### Text
○ ○ ○ ○
Saturday, August 2, 2014

Texas Birding: The Final Chapter and No Room for Tears

Even though the solid birding continued through the Bolivar Flats and in Galveston Bay, the smell of the sea and the thrill of new birds could not dissuade a rising feeling in my gut. No, this was not the same familiar gut feeling that came after eating at too many roadside diners. This was a pain of sadness, of melancholy, for I knew my time in Texas was drawing to a close. I knew there were still birds to see, but also plenty for which I had passed the opportunity to see. Luck had not provided Brown Jays nor Mexican Crows nor Becards, and I failed to turn up Red-billed Pigeon through my own endeavors. That wasn't even the worst of it. Purple Gallinule and Fulvous-whistling Duck both continued to elude me, as did Ringed Kingfisher. While I was eagerly anticipating a return to civilization, booze refills, and showers in Austin, I mourned the continued absence of these birds from my life, a life that already lacks big piles of cash, big piles of babes, and big piles of jet skiis. Surely I could get at least one more bird?
There was one last glimmer of hope between Galveston and Austin, one faint possibility of grabbing a figurative toothpick (the worst kind, by the way) and snatching just a little bit more victory from between the teeth of the jaws of defeat. 
Brazos Bend SP had a solid eBird list, it was reasonably en route, and it had one of my truant target species listed there. The first bird I saw was not such a target bird, but an FOY Mississippi Kite is a pretty sweet flyover, even if it's a silhouette. These birds are singularly attractive, and I need to pay them a visit at their tiny breeding spot in St. David, AZ again.
○ ○ ○ ○
### Material
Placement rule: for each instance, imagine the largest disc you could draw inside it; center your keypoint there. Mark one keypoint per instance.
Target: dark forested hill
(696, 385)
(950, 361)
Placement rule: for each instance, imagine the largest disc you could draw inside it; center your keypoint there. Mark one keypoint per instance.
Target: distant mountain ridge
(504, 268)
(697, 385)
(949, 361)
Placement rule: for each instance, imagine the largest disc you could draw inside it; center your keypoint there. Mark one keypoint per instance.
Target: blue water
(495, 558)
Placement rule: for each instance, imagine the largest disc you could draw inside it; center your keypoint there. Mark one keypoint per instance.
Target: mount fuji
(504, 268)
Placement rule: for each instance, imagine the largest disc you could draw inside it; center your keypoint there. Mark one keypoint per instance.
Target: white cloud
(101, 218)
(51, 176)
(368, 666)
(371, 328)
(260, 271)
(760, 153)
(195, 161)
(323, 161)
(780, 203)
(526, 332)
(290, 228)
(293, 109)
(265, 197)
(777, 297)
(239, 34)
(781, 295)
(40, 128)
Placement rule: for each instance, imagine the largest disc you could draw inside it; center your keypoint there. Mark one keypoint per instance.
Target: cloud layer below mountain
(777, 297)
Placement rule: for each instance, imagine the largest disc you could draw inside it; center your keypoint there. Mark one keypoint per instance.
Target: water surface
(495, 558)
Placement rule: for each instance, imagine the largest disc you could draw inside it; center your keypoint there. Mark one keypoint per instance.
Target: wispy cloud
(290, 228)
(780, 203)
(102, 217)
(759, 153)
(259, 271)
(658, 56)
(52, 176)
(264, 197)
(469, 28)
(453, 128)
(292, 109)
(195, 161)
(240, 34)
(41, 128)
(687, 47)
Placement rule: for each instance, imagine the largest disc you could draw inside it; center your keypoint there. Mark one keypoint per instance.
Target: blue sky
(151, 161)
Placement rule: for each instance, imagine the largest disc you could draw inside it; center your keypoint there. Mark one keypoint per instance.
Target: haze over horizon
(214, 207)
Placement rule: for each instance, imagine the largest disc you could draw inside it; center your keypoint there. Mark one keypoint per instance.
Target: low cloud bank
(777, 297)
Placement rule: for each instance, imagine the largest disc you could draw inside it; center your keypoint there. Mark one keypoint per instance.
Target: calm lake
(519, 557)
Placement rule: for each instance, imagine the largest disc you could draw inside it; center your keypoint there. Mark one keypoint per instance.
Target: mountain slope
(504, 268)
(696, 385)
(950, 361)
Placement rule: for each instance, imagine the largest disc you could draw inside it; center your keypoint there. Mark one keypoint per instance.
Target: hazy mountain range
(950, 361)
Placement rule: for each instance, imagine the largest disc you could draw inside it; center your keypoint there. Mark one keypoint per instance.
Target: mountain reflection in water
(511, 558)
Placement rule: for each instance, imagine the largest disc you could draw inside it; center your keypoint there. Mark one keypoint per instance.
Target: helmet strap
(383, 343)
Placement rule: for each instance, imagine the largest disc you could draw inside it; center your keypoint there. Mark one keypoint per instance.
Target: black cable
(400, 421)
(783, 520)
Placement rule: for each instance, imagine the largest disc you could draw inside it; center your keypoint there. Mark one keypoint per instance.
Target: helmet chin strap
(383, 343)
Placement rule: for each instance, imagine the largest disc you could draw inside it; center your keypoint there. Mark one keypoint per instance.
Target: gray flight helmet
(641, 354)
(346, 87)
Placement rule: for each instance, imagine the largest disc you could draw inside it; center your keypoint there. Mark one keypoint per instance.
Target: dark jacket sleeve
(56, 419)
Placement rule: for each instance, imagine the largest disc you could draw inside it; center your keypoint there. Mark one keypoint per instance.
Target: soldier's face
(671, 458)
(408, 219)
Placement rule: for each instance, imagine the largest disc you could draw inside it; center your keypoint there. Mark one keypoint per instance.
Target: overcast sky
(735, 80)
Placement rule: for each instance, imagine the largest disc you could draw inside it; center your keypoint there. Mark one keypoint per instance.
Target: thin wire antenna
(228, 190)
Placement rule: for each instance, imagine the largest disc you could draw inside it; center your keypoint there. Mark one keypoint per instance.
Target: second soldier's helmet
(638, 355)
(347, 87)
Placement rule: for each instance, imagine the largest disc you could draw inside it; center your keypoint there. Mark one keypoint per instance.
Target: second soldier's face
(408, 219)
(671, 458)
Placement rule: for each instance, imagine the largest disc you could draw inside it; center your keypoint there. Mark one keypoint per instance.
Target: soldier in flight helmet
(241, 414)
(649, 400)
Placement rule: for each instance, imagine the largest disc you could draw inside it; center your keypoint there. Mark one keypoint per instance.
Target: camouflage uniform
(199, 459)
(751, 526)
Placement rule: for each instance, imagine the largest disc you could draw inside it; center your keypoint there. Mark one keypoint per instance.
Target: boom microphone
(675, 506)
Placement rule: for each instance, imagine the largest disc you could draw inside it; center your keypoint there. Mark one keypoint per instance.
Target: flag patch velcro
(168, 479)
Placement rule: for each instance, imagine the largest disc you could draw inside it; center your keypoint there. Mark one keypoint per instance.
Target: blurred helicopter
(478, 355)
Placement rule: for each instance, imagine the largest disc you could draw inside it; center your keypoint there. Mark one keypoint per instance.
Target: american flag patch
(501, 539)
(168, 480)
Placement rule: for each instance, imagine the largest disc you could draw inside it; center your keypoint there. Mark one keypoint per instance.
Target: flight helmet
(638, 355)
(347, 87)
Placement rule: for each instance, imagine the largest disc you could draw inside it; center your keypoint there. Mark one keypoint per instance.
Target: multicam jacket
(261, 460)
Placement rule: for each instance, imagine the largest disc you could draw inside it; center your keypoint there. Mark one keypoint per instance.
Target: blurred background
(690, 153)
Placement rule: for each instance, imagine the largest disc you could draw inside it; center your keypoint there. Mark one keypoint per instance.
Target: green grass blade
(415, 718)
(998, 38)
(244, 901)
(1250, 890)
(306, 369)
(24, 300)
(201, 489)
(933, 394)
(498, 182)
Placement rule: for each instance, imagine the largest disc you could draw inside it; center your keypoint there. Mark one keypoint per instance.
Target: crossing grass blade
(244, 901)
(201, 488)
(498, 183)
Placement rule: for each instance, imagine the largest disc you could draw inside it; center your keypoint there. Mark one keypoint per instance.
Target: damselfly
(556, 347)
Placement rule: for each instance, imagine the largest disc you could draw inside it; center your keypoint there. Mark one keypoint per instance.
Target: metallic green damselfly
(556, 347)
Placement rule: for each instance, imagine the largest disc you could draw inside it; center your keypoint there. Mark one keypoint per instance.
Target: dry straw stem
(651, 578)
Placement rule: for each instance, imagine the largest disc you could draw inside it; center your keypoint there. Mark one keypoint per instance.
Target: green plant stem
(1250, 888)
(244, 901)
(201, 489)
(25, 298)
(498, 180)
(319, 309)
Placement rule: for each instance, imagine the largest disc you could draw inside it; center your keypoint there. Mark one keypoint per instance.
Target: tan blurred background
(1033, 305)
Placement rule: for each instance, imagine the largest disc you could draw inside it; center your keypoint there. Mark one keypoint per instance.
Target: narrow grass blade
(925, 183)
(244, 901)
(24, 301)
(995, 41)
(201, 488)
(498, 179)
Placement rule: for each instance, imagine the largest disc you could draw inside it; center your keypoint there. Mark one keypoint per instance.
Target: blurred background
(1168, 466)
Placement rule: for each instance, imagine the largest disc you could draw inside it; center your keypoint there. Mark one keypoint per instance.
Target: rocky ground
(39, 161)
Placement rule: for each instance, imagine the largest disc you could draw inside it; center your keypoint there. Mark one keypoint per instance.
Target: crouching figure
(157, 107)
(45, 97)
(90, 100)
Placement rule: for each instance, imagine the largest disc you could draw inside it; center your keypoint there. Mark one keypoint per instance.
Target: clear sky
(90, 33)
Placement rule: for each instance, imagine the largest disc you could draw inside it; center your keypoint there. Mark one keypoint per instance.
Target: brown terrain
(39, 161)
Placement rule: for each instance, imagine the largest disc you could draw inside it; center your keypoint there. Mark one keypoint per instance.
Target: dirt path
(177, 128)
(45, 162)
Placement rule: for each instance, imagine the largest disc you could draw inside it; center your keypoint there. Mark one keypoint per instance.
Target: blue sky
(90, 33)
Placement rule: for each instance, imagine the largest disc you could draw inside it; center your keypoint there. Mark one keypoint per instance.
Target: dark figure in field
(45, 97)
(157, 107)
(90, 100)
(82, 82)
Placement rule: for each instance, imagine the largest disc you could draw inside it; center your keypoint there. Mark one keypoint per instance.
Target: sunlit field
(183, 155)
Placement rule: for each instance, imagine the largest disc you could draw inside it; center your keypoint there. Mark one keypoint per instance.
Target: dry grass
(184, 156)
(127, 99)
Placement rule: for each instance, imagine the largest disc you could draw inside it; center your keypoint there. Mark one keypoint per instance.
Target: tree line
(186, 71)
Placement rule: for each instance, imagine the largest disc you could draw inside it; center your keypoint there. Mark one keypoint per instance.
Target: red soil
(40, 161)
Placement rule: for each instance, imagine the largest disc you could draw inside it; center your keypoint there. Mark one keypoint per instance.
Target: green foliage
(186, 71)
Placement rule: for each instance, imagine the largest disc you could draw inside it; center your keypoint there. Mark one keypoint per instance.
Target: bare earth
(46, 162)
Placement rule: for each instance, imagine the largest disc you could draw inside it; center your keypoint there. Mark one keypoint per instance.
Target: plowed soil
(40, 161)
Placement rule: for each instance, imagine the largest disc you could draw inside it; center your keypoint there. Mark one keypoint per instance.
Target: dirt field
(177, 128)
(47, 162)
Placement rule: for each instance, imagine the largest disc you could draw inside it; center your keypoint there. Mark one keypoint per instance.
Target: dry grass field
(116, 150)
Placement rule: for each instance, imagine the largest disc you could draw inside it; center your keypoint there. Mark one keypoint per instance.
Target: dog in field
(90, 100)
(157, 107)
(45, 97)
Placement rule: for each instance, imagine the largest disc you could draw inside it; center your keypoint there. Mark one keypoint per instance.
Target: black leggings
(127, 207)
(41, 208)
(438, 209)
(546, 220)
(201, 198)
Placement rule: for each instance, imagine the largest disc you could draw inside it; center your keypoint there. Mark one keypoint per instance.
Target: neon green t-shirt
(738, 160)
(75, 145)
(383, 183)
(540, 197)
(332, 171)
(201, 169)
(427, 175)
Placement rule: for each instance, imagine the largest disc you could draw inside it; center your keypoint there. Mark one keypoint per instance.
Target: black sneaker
○ ○ ○ ○
Continue the Texas birding blog post from its last sentence, in the same voice.

### Answer to this task
Brazos Bend is pretty well known in the Texas birding circles, especially for an inland site, but to an outsider it had no notoriety relative to the famous coastal or river valley sites. The layout is more or less similar to other state parks one would expect in such areas, several vegetated lakes with grassy walkways bordered by thick deciduous woods. It goes without saying, this being a Texas park, that there were also Purple Martin colonies supported on the premises.



There is always an easiest way to do a thing, and then a panoply of comparatively easy ways to do that same thing. Seldom do I land anywhere on that spectrum.
I hit Brazos Bend at about 1:00 in the pm and about 100° on the thermometer. This was impeccably poor timing even with a MIKI near the parking lot. Luckily the lugubrious pond reptiles didn't utilize watches, and thus didn't know any better. Red-eared Sliders were quite common at the water features, and sported varying amounts of home-grown salad on their trailers.


The Brazos Bend target bird would be in the same sort of muck as the hestian reptiles, so I spent the first hour or so circulating the lakes and putting some final touches on my two-week sunburn--I was determined my neck would peel like an onion, or die trying. A species of softshell turtle, maybe a Spiny, was surprisingly removed from its element, perhaps in a solar-charged attempt to rid itself of a discomforting collection of leeches.


The organization and maintenance around the Brazos lakes really was on point. Large willow and oak trees dripping with spanish moss lined the grassy expanses and many waders populated the densely-padded banks. Contemplative Anhingas surveyed overhead, pondering just exactly what the hell kind of bird they really want to be. 


There were no rare or unexpected waders, but Brazos boasted very respectable diversity, including the birds shown below and also two Ibis species and some other deemed unworthy of the camera.


I would also be remiss not in mentioning that the deeper, more open sloughs had some oversized aquatic lizards whose parents never taught them not to stare. The fellow shown below was maybe 5 feet long in total, which means he still has a few more years to go until sexual maturity. Five feet tall and sexually immature...we all remember that awkward age.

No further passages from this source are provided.